● DATA FOR THE TASK
- - - - - - -
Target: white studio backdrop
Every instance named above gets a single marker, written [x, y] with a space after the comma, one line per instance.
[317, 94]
- - - - - - -
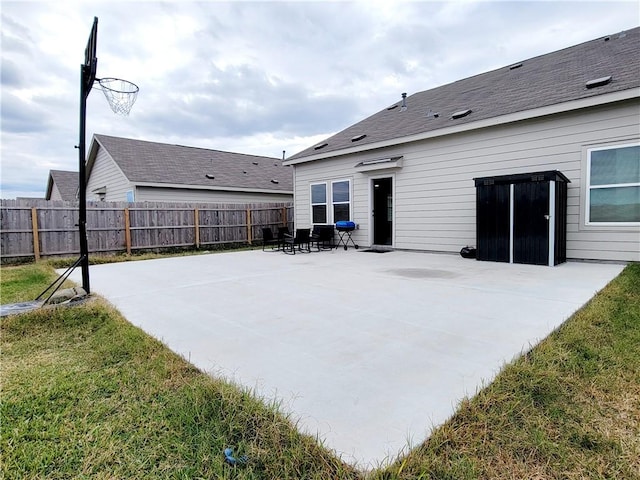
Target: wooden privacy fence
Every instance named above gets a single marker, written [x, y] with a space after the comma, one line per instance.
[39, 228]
- - - - - - -
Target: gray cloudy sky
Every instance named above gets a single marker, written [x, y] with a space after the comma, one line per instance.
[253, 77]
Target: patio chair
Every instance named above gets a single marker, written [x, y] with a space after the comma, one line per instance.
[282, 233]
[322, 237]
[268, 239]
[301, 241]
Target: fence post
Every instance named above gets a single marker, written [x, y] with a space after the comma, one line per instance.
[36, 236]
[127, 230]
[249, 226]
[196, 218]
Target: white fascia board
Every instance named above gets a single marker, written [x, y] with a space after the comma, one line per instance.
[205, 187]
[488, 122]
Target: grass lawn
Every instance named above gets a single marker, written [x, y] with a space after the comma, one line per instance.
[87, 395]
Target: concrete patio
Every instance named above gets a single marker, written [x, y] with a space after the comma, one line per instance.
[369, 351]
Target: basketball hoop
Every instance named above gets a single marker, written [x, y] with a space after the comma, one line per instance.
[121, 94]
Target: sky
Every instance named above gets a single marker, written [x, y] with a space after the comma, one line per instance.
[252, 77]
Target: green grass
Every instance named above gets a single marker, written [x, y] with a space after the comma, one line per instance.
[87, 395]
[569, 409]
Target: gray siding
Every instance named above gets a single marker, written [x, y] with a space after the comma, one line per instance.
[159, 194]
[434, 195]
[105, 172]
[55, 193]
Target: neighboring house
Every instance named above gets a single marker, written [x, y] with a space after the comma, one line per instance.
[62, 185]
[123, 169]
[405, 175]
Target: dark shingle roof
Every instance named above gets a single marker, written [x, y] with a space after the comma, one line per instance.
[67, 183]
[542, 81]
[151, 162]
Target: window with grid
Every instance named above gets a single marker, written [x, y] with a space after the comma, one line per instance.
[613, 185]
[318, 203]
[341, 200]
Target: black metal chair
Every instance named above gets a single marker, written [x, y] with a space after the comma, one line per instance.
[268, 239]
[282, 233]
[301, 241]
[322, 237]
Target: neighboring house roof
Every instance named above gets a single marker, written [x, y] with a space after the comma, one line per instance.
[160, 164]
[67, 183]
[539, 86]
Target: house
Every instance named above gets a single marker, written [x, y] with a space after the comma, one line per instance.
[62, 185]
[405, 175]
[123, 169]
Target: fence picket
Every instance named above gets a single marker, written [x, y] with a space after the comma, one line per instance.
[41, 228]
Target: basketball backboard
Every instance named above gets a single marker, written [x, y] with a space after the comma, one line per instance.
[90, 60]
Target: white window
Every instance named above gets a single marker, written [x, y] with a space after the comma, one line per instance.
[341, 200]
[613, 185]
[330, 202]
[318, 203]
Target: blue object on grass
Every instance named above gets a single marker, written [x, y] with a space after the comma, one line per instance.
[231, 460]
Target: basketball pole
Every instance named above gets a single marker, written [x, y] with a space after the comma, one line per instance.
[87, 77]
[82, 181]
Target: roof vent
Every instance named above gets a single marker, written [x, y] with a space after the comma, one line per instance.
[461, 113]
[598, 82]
- - - - - - -
● WORK TO BE COMPLETED
Tally the lines in the records that contain the string "basketball" and reply with only the number.

● TASK SOLUTION
3